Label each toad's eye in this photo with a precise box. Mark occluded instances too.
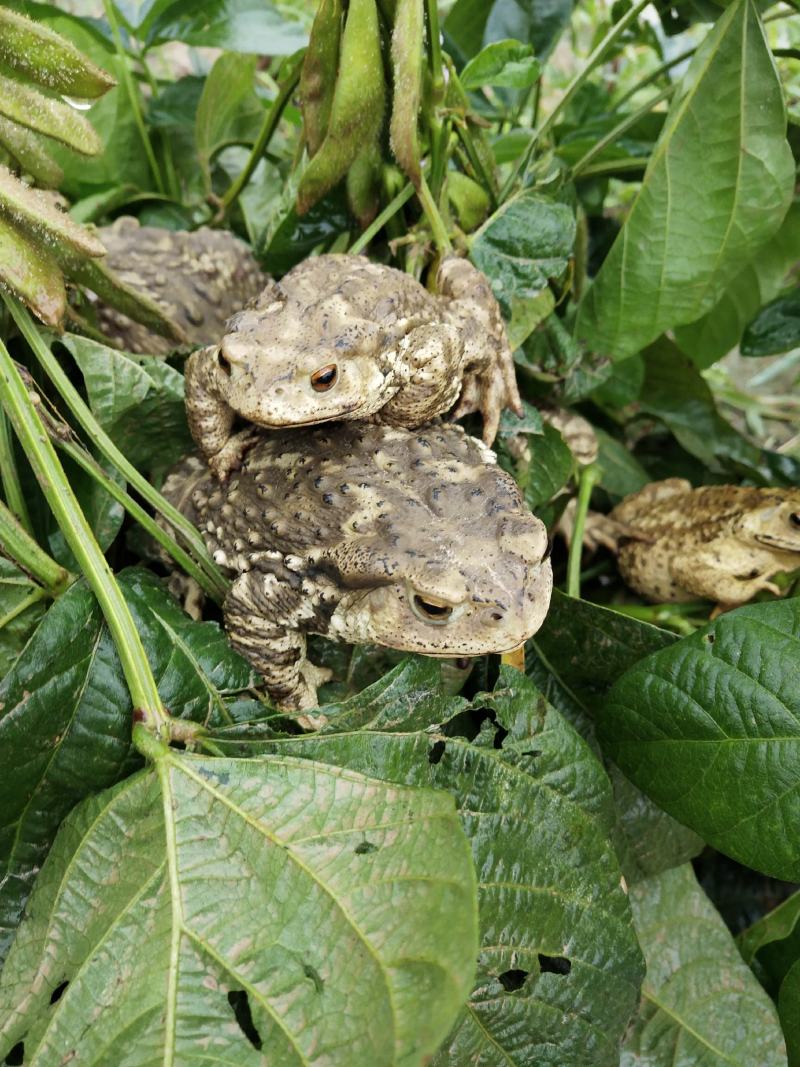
[411,593,452,623]
[311,363,339,393]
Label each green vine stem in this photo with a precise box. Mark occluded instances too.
[566,463,601,596]
[0,341,169,737]
[500,0,652,204]
[572,82,675,178]
[0,500,75,598]
[222,61,303,209]
[3,296,227,598]
[102,0,165,195]
[0,401,33,534]
[350,181,414,256]
[52,435,223,604]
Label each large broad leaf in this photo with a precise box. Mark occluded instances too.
[741,289,800,355]
[139,0,308,55]
[620,866,786,1067]
[599,599,800,880]
[469,191,575,316]
[577,0,795,360]
[526,589,703,883]
[0,571,253,955]
[59,334,192,469]
[0,748,477,1067]
[217,660,641,1067]
[445,0,573,61]
[675,201,800,367]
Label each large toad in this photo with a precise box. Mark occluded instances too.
[164,423,553,710]
[592,478,800,606]
[186,255,522,478]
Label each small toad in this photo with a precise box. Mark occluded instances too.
[164,423,553,711]
[591,478,800,607]
[186,255,522,478]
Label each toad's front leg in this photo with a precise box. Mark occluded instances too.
[223,570,320,712]
[183,346,238,478]
[436,256,523,445]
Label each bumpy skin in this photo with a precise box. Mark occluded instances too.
[598,478,800,607]
[164,423,553,711]
[97,217,268,355]
[186,249,522,478]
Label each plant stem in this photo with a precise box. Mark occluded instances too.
[53,437,223,604]
[3,297,227,596]
[566,463,599,596]
[0,411,33,534]
[572,83,675,178]
[611,47,697,111]
[0,500,75,596]
[350,181,414,256]
[102,0,164,195]
[0,341,169,735]
[417,175,452,252]
[500,0,651,203]
[222,62,302,209]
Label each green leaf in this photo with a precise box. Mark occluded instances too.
[194,53,256,180]
[0,570,253,955]
[0,749,477,1067]
[576,0,795,360]
[140,0,308,55]
[525,589,703,883]
[484,0,573,60]
[599,599,800,880]
[0,209,66,327]
[469,190,575,316]
[460,41,541,89]
[675,202,800,367]
[594,427,652,497]
[59,334,192,469]
[740,288,800,355]
[215,660,641,1067]
[620,865,786,1067]
[0,556,45,678]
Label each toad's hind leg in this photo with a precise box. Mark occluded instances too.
[223,571,319,711]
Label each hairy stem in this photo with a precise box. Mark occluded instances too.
[0,401,33,534]
[3,297,227,596]
[0,500,75,596]
[566,463,599,596]
[500,0,651,203]
[102,0,164,195]
[0,341,169,736]
[222,63,302,208]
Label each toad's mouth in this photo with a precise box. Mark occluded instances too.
[755,534,800,553]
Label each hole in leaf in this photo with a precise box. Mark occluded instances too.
[50,982,69,1004]
[3,1041,25,1067]
[497,968,529,993]
[228,989,263,1050]
[428,740,445,763]
[539,952,572,974]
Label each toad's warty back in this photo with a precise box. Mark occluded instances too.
[164,424,553,710]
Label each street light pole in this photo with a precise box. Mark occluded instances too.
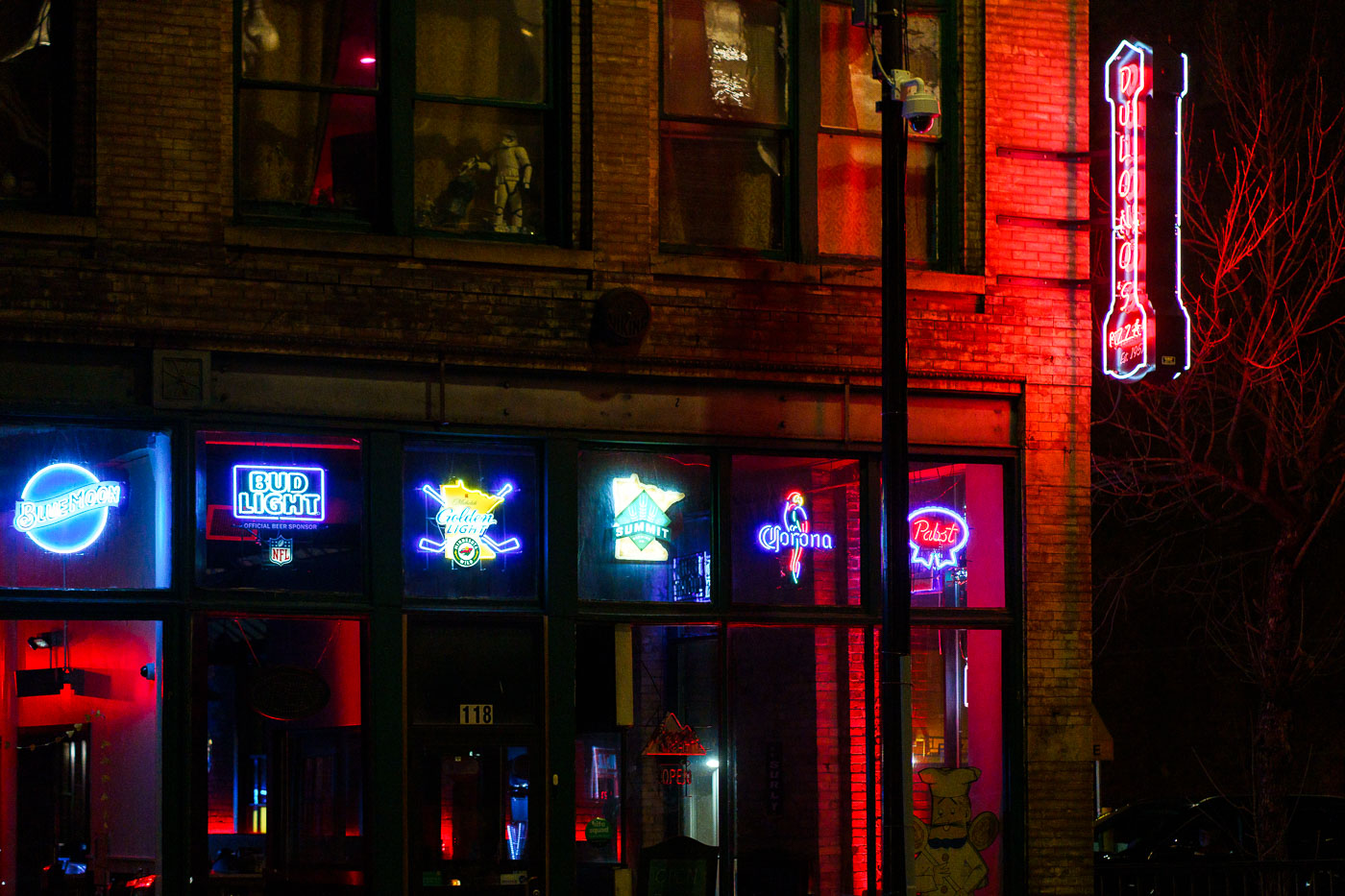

→ Task brief:
Rewrite the stretch from the line that contains "Label each green leaf" through the end of the records, putting "frog's" in place of "toad's" and keeping everything else the same. Leave out the pictures.

→ Answer to the task:
Label each green leaf in this photo with a precise box. Mark occluded instances too.
[194,53,256,180]
[0,570,253,955]
[0,749,477,1067]
[576,0,795,360]
[140,0,308,55]
[525,589,703,883]
[484,0,573,60]
[599,599,800,880]
[0,209,66,327]
[469,190,575,316]
[460,41,541,89]
[675,202,800,367]
[594,427,652,497]
[59,334,192,469]
[740,288,800,355]
[215,660,641,1067]
[620,865,786,1067]
[0,556,45,678]
Label each frog's hind leg in this photo with a precise box. Mark occluded instances too.
[223,571,319,711]
Label each hairy stem in this photo with a precise box. Mark occluded instances too.
[0,401,33,534]
[3,297,227,596]
[0,500,75,596]
[566,463,599,596]
[500,0,651,203]
[102,0,164,195]
[0,341,169,736]
[222,63,302,208]
Label each frog's mouth in this photo with a precise box. Mark occluded instances too.
[755,534,800,553]
Label each hole in leaf in this photo with a precise box. Mark occluded instances too.
[50,982,69,1004]
[3,1041,25,1067]
[497,968,529,993]
[228,989,263,1050]
[428,740,445,763]
[539,952,572,974]
Label each frog's warty back in this photo with a precise box. Mark occluded instances too.
[164,424,553,710]
Label each street light pole in this photo with a precise box. Mark occluded instances too.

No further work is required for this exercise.